▶ _Task statement_: Tally every line below where "windshield" appears, then report the total alone.
*** Opening Information given ***
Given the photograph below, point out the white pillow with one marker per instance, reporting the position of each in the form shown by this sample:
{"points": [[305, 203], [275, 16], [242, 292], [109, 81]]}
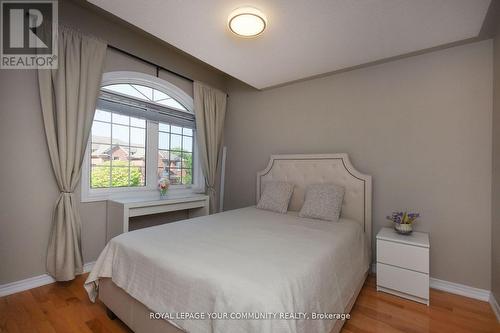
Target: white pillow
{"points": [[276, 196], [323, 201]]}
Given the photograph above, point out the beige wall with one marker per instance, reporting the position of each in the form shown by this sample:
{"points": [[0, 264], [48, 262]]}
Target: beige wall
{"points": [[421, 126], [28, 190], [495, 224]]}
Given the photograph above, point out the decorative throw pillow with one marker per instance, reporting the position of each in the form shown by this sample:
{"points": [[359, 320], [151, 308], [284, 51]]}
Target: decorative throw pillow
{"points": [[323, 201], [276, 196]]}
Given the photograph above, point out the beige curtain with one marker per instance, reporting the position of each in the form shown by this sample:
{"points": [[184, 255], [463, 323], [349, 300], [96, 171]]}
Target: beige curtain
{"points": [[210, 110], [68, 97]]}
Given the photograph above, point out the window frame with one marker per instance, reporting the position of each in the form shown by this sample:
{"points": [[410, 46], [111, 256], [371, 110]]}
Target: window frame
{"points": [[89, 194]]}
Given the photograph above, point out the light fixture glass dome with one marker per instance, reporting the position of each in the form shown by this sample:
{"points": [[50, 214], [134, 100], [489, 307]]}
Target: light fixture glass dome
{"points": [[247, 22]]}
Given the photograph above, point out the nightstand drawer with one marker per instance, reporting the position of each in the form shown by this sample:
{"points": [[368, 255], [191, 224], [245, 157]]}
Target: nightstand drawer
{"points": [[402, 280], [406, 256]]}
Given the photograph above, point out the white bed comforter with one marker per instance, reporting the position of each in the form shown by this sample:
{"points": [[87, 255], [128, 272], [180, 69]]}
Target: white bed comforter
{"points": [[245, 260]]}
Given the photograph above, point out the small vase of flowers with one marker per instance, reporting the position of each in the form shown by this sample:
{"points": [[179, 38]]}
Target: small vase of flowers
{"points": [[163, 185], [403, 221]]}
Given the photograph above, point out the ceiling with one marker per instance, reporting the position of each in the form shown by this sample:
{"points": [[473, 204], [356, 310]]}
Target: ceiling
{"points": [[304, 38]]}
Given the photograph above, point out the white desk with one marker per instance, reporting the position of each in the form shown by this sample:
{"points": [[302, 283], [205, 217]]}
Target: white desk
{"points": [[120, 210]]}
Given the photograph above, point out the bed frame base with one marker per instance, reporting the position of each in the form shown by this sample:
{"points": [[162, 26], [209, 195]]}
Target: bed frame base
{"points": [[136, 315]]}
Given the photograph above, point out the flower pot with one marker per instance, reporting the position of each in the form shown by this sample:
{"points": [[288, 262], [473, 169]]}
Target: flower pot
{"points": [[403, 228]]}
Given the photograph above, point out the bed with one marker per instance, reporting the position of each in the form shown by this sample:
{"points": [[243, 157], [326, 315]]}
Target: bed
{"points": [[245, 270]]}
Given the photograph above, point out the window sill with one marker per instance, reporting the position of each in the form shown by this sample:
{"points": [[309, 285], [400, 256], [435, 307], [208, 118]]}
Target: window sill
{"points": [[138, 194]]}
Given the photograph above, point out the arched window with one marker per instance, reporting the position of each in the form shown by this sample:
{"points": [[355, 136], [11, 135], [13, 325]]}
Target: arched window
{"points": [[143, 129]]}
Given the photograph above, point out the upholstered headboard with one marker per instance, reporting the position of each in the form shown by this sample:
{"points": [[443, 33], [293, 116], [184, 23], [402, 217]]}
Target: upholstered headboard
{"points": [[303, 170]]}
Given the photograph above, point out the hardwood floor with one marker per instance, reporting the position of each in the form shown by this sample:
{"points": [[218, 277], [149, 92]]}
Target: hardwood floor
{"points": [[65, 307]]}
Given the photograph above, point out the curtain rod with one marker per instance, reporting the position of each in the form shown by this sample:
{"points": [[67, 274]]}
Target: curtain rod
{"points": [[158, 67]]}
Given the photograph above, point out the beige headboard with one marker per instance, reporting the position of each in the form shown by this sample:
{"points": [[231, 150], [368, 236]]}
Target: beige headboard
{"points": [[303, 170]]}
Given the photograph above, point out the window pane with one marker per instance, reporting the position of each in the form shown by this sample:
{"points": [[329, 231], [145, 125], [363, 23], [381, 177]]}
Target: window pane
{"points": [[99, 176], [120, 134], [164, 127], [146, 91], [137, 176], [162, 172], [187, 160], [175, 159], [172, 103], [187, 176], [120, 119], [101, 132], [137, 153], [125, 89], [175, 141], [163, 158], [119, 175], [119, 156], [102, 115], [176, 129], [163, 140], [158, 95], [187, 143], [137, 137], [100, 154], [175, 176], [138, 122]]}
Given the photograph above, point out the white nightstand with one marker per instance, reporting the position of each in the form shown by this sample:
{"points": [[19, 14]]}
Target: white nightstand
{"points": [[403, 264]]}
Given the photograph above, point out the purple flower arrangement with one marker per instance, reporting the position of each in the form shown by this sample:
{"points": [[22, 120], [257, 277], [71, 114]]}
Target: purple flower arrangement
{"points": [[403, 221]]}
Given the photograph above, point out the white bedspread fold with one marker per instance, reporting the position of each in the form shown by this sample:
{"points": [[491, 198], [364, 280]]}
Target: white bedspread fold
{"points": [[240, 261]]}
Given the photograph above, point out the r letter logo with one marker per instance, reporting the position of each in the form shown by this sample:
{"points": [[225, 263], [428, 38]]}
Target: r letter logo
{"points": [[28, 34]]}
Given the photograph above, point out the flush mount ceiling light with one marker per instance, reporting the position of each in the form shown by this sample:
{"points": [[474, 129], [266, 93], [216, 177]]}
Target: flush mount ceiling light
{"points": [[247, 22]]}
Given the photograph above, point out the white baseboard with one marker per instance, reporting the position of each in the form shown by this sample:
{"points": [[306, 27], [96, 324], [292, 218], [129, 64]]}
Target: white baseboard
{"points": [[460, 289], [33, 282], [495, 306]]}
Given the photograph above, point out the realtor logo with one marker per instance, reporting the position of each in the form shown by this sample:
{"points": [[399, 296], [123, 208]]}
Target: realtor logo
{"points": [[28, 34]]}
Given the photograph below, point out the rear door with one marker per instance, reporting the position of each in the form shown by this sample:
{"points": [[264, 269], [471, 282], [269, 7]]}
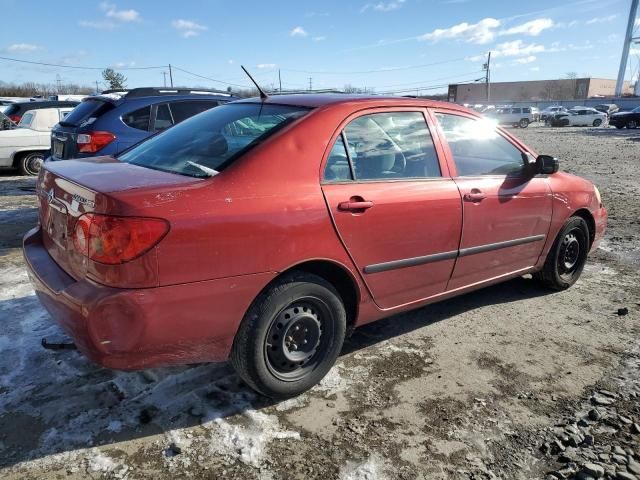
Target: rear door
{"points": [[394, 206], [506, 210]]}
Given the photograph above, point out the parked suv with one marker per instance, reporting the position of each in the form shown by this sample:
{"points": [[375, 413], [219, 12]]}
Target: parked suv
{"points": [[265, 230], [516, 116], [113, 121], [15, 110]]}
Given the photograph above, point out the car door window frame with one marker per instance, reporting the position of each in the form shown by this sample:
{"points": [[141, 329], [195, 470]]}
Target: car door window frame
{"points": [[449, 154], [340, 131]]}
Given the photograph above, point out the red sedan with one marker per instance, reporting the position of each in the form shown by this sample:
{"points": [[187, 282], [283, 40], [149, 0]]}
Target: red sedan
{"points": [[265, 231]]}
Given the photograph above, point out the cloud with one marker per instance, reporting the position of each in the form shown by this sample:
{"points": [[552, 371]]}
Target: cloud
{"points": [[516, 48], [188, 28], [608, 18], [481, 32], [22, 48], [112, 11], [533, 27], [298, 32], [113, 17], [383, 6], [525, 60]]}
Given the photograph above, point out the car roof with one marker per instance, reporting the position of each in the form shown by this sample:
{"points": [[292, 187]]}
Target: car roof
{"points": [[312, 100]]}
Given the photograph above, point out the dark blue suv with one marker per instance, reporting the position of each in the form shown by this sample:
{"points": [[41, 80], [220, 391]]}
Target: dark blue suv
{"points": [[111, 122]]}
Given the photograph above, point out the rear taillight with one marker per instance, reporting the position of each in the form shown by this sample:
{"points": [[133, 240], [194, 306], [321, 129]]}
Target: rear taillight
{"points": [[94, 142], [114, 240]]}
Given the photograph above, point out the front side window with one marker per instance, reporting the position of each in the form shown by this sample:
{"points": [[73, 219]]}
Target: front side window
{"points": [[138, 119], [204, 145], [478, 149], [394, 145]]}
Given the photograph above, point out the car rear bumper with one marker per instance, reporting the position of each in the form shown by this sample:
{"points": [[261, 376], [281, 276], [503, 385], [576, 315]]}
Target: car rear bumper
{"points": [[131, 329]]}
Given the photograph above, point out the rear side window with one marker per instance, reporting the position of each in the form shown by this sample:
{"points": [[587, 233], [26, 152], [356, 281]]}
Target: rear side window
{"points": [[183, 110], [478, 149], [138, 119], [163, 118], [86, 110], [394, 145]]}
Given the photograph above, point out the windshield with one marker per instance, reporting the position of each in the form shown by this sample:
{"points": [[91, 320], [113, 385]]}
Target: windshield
*** Closing Information given ***
▶ _Output of the task_: 2